+++ ITEMS +++
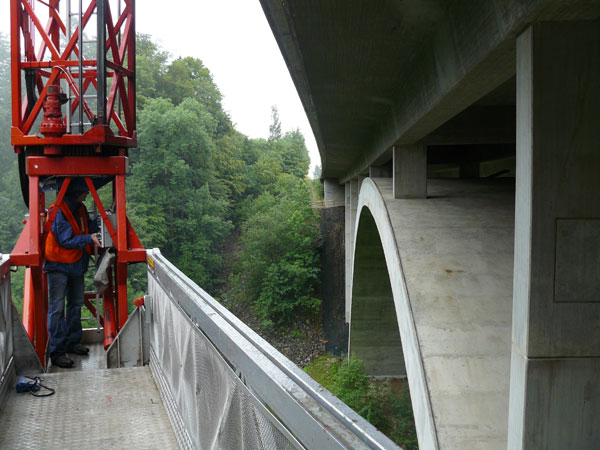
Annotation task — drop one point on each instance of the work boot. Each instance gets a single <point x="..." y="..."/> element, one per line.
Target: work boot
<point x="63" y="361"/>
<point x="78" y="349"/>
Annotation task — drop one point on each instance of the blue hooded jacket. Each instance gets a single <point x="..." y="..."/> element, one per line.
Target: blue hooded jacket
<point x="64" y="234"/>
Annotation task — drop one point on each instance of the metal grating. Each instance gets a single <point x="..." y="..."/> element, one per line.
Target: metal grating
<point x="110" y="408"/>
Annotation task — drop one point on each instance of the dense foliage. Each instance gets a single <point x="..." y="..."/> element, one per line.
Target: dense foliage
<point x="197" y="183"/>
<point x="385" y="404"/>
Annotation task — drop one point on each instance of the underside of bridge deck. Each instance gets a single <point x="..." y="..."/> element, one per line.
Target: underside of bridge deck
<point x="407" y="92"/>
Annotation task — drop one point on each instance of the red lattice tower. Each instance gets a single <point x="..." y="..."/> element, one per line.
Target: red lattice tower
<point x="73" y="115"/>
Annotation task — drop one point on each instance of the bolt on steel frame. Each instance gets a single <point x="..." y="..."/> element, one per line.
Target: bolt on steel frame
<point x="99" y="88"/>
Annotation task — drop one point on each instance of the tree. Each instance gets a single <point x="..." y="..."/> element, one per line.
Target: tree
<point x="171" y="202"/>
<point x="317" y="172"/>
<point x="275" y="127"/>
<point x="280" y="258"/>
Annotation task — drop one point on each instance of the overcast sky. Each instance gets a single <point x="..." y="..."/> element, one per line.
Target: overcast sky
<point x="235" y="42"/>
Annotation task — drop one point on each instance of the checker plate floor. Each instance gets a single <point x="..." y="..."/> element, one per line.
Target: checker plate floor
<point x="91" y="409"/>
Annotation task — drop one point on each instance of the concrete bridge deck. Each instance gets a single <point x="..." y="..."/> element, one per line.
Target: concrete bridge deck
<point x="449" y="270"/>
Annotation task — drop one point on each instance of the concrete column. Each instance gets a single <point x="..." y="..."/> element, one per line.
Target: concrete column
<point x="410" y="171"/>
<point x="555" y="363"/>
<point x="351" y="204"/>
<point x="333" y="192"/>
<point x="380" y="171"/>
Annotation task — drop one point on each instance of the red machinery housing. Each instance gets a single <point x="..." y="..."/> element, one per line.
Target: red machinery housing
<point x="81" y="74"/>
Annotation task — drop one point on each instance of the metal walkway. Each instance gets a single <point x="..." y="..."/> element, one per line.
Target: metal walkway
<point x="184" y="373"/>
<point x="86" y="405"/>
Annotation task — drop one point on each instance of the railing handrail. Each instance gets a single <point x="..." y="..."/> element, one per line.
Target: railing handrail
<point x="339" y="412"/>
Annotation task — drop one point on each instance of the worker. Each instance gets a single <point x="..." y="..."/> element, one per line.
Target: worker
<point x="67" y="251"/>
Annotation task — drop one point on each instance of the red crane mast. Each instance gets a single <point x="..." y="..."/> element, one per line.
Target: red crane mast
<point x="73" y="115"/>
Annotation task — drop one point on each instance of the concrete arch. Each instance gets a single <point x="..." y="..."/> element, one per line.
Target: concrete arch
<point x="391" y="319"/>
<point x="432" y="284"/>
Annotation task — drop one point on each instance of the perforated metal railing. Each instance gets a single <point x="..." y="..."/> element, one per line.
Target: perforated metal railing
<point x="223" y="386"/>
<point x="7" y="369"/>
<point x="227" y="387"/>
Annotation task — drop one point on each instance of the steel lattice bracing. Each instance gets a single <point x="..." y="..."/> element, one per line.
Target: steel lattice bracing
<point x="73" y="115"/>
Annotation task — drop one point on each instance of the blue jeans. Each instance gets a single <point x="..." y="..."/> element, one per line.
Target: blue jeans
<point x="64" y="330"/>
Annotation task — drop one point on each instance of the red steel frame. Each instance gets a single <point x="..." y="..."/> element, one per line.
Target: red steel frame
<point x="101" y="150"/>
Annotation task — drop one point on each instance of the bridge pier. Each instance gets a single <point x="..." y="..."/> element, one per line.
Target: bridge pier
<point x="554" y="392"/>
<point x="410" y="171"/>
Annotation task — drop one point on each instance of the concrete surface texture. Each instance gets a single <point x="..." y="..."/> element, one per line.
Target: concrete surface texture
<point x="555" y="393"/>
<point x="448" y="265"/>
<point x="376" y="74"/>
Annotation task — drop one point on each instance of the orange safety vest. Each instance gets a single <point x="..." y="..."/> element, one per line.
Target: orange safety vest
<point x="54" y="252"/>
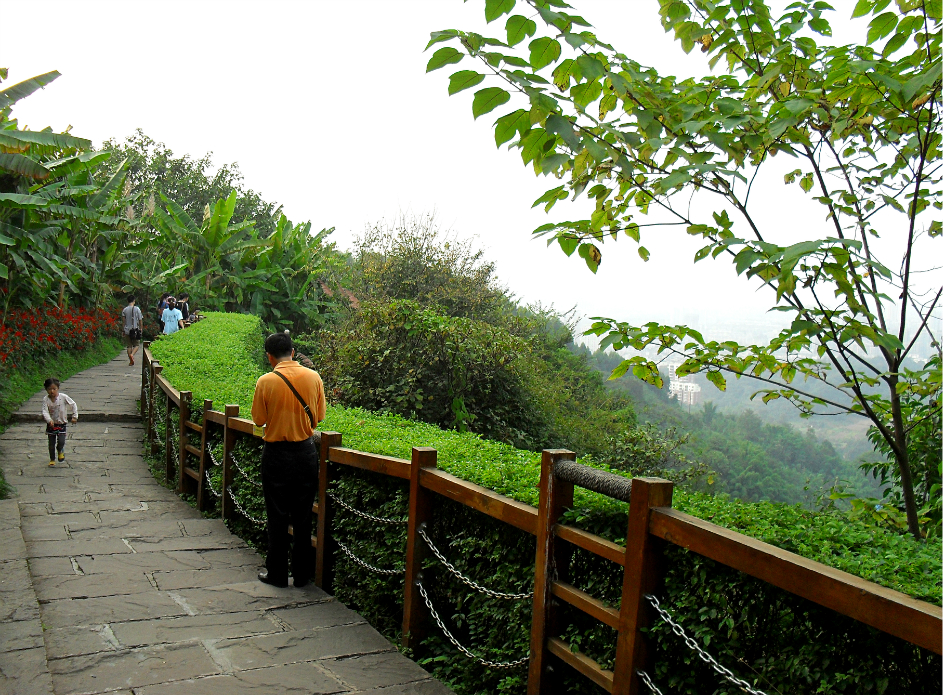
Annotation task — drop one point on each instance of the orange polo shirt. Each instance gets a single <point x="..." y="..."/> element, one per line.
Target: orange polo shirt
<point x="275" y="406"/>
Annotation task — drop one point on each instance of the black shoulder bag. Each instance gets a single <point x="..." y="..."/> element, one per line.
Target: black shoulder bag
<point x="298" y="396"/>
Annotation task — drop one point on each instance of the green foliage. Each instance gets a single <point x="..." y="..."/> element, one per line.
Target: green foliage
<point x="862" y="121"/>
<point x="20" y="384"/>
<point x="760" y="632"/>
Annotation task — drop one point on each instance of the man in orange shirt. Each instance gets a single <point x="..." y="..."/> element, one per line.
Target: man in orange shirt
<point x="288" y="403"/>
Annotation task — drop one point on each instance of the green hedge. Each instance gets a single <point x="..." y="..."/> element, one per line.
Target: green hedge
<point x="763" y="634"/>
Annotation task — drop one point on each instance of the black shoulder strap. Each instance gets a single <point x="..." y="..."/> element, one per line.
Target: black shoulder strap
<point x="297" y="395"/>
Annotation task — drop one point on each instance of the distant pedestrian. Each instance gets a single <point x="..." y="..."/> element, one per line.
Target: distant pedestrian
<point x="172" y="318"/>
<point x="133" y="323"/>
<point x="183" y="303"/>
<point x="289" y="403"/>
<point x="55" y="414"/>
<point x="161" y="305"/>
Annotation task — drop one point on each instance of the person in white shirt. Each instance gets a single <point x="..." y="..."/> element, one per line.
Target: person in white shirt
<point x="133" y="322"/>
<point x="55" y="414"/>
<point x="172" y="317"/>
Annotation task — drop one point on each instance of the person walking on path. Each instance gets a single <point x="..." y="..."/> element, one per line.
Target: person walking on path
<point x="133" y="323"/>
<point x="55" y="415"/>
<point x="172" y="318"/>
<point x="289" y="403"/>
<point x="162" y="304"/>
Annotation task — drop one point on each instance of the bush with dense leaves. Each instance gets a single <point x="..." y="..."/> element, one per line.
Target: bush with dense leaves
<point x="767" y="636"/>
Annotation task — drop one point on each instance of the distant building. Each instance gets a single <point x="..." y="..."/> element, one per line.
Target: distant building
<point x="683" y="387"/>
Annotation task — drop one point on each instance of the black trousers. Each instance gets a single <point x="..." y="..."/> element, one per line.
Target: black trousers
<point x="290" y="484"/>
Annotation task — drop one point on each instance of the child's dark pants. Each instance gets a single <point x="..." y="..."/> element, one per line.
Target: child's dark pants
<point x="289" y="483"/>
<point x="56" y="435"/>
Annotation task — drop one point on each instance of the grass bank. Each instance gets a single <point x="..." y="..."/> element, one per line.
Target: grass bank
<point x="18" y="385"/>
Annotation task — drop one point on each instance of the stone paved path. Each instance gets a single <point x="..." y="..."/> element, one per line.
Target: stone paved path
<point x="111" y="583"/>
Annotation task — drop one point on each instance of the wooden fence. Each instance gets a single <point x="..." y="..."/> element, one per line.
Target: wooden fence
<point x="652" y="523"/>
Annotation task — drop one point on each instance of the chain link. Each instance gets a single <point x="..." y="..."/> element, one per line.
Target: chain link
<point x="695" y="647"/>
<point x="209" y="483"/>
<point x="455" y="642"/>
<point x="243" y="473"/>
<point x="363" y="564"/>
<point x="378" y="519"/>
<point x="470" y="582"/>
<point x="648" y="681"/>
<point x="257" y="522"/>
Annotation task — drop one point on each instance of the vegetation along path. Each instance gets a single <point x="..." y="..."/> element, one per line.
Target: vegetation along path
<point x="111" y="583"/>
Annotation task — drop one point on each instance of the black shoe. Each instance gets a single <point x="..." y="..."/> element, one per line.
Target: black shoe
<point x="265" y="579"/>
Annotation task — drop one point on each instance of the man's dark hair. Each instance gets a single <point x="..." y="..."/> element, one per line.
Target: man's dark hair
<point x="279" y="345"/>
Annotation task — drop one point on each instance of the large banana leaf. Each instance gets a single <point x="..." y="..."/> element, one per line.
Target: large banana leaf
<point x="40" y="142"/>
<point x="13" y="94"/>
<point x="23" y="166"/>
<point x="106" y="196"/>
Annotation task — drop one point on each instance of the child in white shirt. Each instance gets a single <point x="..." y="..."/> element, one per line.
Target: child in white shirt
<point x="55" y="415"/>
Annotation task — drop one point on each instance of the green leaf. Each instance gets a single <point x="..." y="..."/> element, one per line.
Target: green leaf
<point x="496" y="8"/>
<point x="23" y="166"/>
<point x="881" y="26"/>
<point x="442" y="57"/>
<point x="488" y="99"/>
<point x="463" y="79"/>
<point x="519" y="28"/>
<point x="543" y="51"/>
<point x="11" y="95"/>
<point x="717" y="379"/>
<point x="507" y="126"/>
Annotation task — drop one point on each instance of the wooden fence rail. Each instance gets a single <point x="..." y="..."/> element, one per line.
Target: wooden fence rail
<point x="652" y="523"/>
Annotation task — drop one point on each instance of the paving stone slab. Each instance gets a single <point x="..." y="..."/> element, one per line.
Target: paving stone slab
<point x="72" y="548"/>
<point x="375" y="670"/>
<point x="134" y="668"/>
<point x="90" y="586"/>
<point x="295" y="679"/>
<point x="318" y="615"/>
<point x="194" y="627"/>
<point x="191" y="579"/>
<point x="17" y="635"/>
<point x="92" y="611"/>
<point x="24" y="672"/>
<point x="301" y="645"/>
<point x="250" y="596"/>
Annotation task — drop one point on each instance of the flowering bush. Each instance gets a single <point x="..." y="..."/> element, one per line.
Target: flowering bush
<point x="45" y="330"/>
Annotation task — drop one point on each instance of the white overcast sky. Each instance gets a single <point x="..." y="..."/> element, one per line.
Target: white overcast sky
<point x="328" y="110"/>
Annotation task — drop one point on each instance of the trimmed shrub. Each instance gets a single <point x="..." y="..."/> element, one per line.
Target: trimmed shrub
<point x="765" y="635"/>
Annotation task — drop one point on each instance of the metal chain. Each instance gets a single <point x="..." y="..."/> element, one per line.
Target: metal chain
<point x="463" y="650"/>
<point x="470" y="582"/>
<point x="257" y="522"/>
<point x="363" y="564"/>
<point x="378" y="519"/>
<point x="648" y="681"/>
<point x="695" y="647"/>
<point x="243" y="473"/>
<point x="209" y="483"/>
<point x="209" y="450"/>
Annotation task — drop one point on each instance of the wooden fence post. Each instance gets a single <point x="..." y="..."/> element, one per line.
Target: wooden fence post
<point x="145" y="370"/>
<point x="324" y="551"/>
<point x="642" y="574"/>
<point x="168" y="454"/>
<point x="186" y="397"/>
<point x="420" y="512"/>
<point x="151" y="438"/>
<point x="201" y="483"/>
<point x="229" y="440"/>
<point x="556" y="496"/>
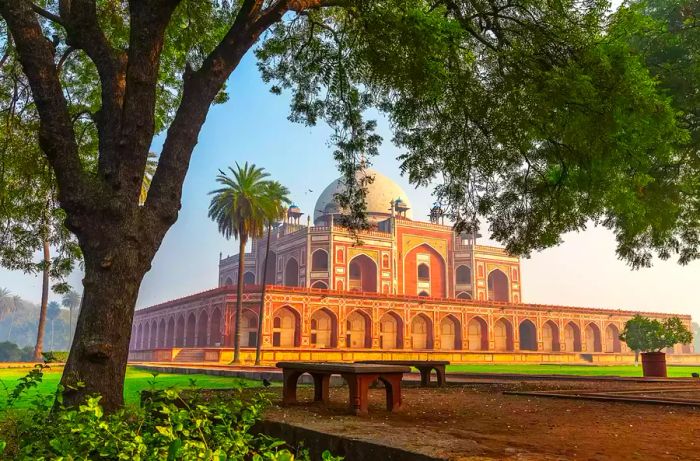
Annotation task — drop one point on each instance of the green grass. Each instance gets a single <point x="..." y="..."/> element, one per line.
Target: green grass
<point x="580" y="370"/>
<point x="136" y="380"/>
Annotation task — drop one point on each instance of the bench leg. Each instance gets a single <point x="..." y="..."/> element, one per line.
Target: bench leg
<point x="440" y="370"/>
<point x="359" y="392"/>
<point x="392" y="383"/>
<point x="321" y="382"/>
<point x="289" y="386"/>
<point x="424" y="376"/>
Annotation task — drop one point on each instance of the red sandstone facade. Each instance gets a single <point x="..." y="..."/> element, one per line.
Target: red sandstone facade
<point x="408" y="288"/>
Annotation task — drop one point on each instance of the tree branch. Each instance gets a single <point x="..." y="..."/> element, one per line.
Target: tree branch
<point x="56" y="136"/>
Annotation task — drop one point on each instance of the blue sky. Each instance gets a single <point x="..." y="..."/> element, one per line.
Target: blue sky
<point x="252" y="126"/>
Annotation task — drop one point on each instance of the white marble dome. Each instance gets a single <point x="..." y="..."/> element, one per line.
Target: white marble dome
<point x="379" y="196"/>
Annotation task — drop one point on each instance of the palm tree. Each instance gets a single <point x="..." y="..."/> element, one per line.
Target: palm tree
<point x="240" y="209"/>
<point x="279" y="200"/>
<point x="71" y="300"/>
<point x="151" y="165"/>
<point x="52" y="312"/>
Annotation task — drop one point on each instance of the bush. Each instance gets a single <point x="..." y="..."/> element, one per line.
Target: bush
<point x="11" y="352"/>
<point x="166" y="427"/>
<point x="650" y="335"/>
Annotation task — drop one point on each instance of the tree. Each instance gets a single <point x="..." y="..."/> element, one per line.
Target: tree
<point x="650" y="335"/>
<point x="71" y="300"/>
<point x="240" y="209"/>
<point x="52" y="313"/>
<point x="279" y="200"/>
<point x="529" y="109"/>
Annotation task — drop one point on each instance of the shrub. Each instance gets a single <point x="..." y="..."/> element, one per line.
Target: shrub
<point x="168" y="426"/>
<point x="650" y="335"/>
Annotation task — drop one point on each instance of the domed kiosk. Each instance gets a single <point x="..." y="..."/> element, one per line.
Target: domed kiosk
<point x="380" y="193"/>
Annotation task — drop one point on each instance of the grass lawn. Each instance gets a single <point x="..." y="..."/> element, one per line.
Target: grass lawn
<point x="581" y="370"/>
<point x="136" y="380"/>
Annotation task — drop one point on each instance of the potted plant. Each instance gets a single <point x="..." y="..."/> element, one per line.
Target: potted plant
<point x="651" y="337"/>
+++
DESCRIPTION OF THE TASK | Update the data from the line containing "the blue sky." through the end of the data, inclusive, swapping "Annotation task" for "Labeling task" and keeping everything else the same.

FINISHED EXERCISE |
Labeling task — drop one point on each instance of the blue sky. Each instance gets a single <point x="..." y="..."/> element, one per line.
Target: blue sky
<point x="252" y="126"/>
Labeling task — drop one point on each instance of the white marble dome. Each instance gets a single <point x="..." y="..."/> element, one per line.
Target: white marble dome
<point x="379" y="196"/>
Labeling task — drop one point on each instance of the palm tree. Each instance gets a single <point x="..." y="..."/> element, one per line.
Target: palm tree
<point x="240" y="209"/>
<point x="279" y="200"/>
<point x="71" y="300"/>
<point x="151" y="165"/>
<point x="52" y="312"/>
Labeling task — drop one point on each instance of the bush. Each instance gets a single <point x="..." y="..."/> element, one per line.
Target: bush
<point x="11" y="352"/>
<point x="166" y="427"/>
<point x="650" y="335"/>
Labeling task — drop one point on each instance of the tree. Each instance gets a single <point x="..." y="..."/> element, one per line.
Target: tree
<point x="650" y="335"/>
<point x="71" y="300"/>
<point x="240" y="209"/>
<point x="52" y="313"/>
<point x="279" y="200"/>
<point x="529" y="109"/>
Labeling task — drop one point on each instance of the shrub. Each instance gets a single <point x="..." y="..."/> element, one per line.
Target: shrub
<point x="168" y="426"/>
<point x="650" y="335"/>
Labeling task — drop one point on each instance of the domed kiosk. Each instance gets a single <point x="..." y="..."/> element, one per line.
Target: domed kiosk
<point x="380" y="193"/>
Labeling task — drop one point on each instance of the grass lawn. Each instance gets a single <point x="..." y="..."/> element, one per line.
Target: grass lawn
<point x="581" y="370"/>
<point x="136" y="380"/>
Labeling task — drop one point on each instance of the potted plant. Each instance gets a single <point x="..." y="..."/> element, one per line.
Target: potted plant
<point x="651" y="337"/>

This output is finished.